● **INSTRUCTIONS TO FOLLOW**: Where a record contains a picture, omit it; otherwise reproduce the listing exactly.

● **EXERCISE MATERIAL**:
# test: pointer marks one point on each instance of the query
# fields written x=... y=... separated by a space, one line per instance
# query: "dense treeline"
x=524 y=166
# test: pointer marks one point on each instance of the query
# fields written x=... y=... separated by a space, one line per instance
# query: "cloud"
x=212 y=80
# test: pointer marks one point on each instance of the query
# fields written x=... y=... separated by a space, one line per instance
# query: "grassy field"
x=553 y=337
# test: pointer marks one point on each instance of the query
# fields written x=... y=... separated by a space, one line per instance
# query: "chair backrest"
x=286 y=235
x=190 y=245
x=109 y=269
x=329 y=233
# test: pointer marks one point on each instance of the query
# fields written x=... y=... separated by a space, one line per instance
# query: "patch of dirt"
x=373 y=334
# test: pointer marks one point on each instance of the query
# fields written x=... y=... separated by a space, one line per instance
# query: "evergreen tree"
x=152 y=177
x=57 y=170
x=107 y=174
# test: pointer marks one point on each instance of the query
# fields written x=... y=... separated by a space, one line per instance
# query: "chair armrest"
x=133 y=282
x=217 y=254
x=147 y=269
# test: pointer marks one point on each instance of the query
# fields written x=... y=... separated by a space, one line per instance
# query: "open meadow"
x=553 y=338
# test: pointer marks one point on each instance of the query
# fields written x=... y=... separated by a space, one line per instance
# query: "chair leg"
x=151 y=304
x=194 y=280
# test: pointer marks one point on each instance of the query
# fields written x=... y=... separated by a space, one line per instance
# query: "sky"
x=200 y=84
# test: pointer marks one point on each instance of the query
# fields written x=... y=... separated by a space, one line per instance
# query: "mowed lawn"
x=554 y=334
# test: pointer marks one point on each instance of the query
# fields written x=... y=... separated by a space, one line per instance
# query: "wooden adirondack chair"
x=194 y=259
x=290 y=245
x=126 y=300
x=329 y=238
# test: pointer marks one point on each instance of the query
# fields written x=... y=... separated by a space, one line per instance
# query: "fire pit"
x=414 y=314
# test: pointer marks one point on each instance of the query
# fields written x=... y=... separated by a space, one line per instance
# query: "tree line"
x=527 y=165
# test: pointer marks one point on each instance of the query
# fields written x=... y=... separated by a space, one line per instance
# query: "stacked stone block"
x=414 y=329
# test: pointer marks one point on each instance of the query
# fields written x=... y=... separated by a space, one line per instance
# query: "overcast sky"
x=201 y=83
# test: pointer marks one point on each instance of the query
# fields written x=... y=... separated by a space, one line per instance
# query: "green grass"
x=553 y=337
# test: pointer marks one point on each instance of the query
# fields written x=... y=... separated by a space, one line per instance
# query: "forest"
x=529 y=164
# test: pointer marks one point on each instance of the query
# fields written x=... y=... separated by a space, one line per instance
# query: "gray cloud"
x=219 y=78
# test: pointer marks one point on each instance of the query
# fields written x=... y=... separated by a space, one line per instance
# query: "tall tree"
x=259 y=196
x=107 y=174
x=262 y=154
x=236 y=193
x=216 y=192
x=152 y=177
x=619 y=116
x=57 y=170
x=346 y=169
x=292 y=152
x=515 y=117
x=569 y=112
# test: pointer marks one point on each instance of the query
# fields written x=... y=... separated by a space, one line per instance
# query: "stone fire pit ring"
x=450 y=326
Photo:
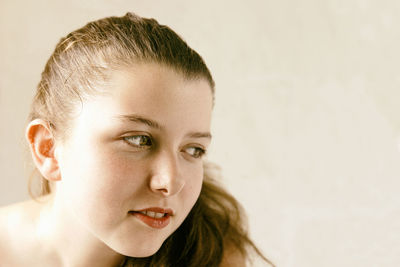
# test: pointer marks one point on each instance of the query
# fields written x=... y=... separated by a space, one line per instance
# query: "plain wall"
x=306 y=121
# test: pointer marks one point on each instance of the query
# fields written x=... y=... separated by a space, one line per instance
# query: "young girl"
x=118 y=128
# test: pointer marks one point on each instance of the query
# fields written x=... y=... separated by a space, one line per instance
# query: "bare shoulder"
x=233 y=258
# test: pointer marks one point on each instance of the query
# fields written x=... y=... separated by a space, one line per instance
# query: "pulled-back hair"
x=80 y=66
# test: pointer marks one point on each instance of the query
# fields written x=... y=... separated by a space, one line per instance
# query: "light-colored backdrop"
x=306 y=121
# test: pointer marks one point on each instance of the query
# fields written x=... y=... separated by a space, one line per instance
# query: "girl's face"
x=131 y=167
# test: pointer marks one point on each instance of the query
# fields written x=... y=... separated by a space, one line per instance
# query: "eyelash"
x=198 y=152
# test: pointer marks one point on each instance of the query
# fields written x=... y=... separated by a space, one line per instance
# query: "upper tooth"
x=151 y=213
x=159 y=215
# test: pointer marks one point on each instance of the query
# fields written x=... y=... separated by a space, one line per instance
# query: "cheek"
x=192 y=188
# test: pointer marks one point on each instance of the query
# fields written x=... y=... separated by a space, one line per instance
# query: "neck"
x=69 y=242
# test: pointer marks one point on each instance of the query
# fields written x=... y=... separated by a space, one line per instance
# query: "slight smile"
x=157 y=218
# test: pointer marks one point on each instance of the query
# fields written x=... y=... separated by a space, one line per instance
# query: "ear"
x=42 y=145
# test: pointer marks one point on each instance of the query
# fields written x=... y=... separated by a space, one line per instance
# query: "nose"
x=165 y=177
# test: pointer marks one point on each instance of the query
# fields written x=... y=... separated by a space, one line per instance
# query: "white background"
x=306 y=121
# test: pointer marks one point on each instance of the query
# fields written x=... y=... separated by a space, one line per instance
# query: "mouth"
x=157 y=218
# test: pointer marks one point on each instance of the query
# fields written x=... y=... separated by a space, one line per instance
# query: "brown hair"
x=80 y=64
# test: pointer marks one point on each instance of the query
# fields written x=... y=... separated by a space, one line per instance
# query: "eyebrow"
x=140 y=119
x=156 y=125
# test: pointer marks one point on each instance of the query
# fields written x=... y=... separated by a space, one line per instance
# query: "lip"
x=157 y=223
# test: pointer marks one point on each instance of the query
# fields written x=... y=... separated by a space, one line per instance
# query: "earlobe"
x=42 y=145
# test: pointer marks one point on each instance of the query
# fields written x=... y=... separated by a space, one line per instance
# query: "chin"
x=140 y=250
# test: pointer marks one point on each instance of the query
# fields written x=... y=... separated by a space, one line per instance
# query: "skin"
x=107 y=167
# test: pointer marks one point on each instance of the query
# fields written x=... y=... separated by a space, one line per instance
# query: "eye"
x=195 y=152
x=140 y=141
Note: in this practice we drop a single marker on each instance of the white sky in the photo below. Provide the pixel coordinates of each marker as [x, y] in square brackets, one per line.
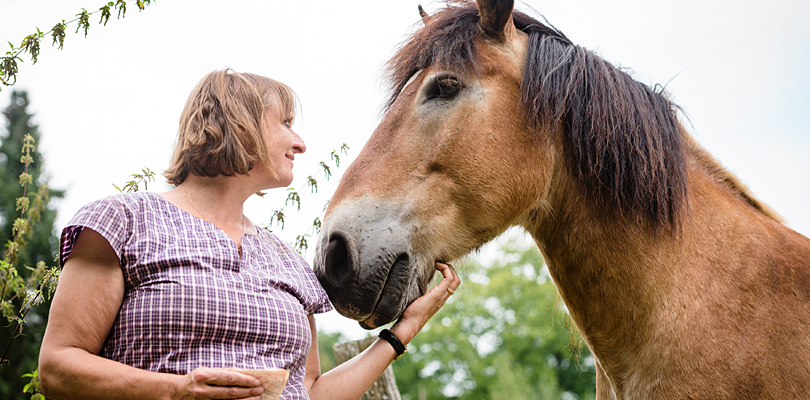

● **THE COMPLETED TASK**:
# test: pointer marks one point on each instance of the query
# fields written x=... y=... separated by a space, one line per instance
# query: "dense treeline"
x=524 y=166
# test: pointer marks one point on each instance of the query
# fields written x=... y=... separated by a space, one line per instance
# query: "cloud"
x=212 y=80
# test: pointer marks one point on each instance of the query
# fields written x=... y=... separated by a space, one line per instance
# query: "grassy field"
x=553 y=337
# test: pointer marks one point on each instance of the query
# fields written x=... y=... separated by a space, one line per instance
# query: "chair backrest"
x=286 y=235
x=190 y=245
x=109 y=269
x=329 y=233
# test: pointer marks one point on each instance of the query
# fields written x=... y=... separated by a space, one line per instance
# query: "patch of dirt"
x=373 y=334
# test: pointer marks one point on each instance of the query
# fields written x=... y=... separated by a space, one line per instance
# query: "evergreen tree"
x=152 y=177
x=57 y=170
x=107 y=174
# test: pointer marks one point on each instance of the query
# fields written x=... y=... separated by a space, one line per instance
# query: "chair armrest"
x=133 y=282
x=217 y=254
x=147 y=269
# test: pointer marks one point on each instance of the query
# fields written x=... y=... separated by a space, one line per instance
# query: "open meadow"
x=553 y=338
# test: pointer marks one point on each instance of the query
# fields written x=... y=... separated by a space, one line per instance
# query: "chair leg"
x=151 y=304
x=194 y=280
# test: pointer marks one point on each instance of the query
# fields written x=... y=... separated by a space, one line per instance
# query: "sky"
x=200 y=84
# test: pointer marks one point on each instance of the query
# fields written x=... y=... separated by a space, one line per instance
# query: "mowed lawn"
x=554 y=334
# test: pointer marks one point on each instance of the query
# fields written x=... y=... separated by a space, one line per instance
# query: "wooden adirondack chair"
x=194 y=259
x=290 y=245
x=126 y=300
x=329 y=238
# test: pointer marks one point on each instance of the query
# fields written x=... y=... separated by a space, one line per instance
# query: "fire pit"
x=414 y=314
# test: pointer marks one point on each instance of the query
# fields written x=... y=... separated by a space, one line per instance
# query: "tree line"
x=527 y=165
# test: pointer marks one point on each instance of the query
# fields written x=... y=... separated by a space, one line per instance
# query: "stacked stone block"
x=414 y=329
# test: pointer marks one point on each instance of the query
# fields written x=... y=... separated by a space, one line per instance
# query: "overcast sky"
x=201 y=83
# test: pointer marks one point on each instance of the query
# fields written x=... y=... separated by a space, one line per instance
# query: "green grass"
x=553 y=337
# test: pointer marks one point on each instance of the query
# fields written x=... y=... separated by a space, one line per instance
# query: "forest"
x=529 y=164
# test: pointer marks one point on each instance of the query
# fields written x=... y=... separated by a space, one line per instance
# query: "gray cloud"
x=219 y=78
# test: pointer marks one point on each instance of the query
# fields written x=... y=... separated by a space, one line per instance
# query: "tall tree"
x=259 y=196
x=107 y=174
x=262 y=154
x=236 y=193
x=216 y=192
x=152 y=177
x=619 y=116
x=57 y=170
x=346 y=169
x=292 y=152
x=515 y=117
x=569 y=112
# test: pointer marks one point on each instance of the query
# fields written x=... y=... separated by a space, one line per instance
# query: "stone fire pit ring"
x=450 y=326
Photo:
# test: pointer marks one point on each instance of the query
# fields written x=... y=... separated by a space, one line per instance
# query: "plain wall"
x=306 y=121
# test: pointer marks one point on each instance of the query
# fields written x=... y=... separated by a space, one line per instance
# query: "young girl"
x=118 y=128
# test: pointer marks one point on each instance of the query
# fields written x=... y=... separated by a space, one line per instance
# query: "bare shoulder"
x=233 y=258
# test: pointer marks one point on each instance of the query
# fields written x=... y=... separated by a space, one line per instance
# query: "pulled-back hair"
x=80 y=66
# test: pointer marks one point on each instance of the query
# fields written x=... y=... separated by a space, one line per instance
# query: "light-colored backdrop"
x=306 y=121
# test: pointer marks one point on each instance of the query
# fields written x=... y=... separated by a space, one line per instance
# query: "girl's face"
x=131 y=167
# test: pointer marks one point on each instance of the query
# fields written x=... y=... separated by a space, one line per instance
# query: "eyelash"
x=198 y=152
# test: pointer marks one point on each instance of the query
# fields written x=... y=... separated by a space, one line per instance
# query: "upper tooth"
x=151 y=213
x=159 y=215
# test: pointer marks one point on each instance of the query
# fields written x=... y=... separated by a space, one line per instance
# query: "cheek"
x=192 y=188
# test: pointer marks one point on each instance of the query
# fields written x=... y=... separated by a space, one line per instance
# query: "neck"
x=69 y=242
# test: pointer marks one point on each instance of the query
# fields written x=... y=... separated by a space, one line per instance
# query: "slight smile"
x=157 y=218
# test: pointer marks one point on each instance of the query
# fields written x=... y=... separated by a space, one line per instance
# query: "ear"
x=42 y=145
# test: pointer marks one point on each instance of the query
# fields written x=... y=... separated by a space, one line per instance
# query: "nose"
x=165 y=177
# test: pointer marks one point on each instance of the query
# fields written x=... y=... separated by a space, one line per instance
# query: "white background"
x=306 y=121
# test: pointer marks one point on each instance of the query
# fields written x=... y=... separated by a space, one line per instance
# query: "mouth"
x=157 y=218
# test: pointer marks one point on each instance of the query
# fields written x=... y=... separated by a space, one line per instance
# query: "brown hair"
x=80 y=64
# test: pointer marks one point on each instance of the query
# fields written x=... y=... separated by a space, one line per instance
# query: "eyebrow"
x=140 y=119
x=156 y=125
# test: pointer marks one point on each instance of the query
# fields written x=... y=... separated by a space, one line per instance
# query: "lip"
x=157 y=223
# test: pointer marks one point on each instance of the query
# fields written x=... y=... separated by a space, one line per instance
# query: "earlobe"
x=42 y=145
# test: pointer marks one point on each instance of the query
# fields written x=... y=... separated by a space, one line per instance
# query: "chin"
x=140 y=250
# test: pointer marks one point on each instance of the query
# fields written x=... y=... separated by a space, one line per instance
# query: "skin"
x=107 y=167
# test: pointer marks one point on each instance of the query
# fields written x=... y=... separated by a space, one line per instance
# query: "eye"
x=195 y=152
x=140 y=141
Note: in this practice we drop a single marker on each instance of the white sky in the photo below. Provide the pixel coordinates of each marker as [x, y] in square brackets, one per line.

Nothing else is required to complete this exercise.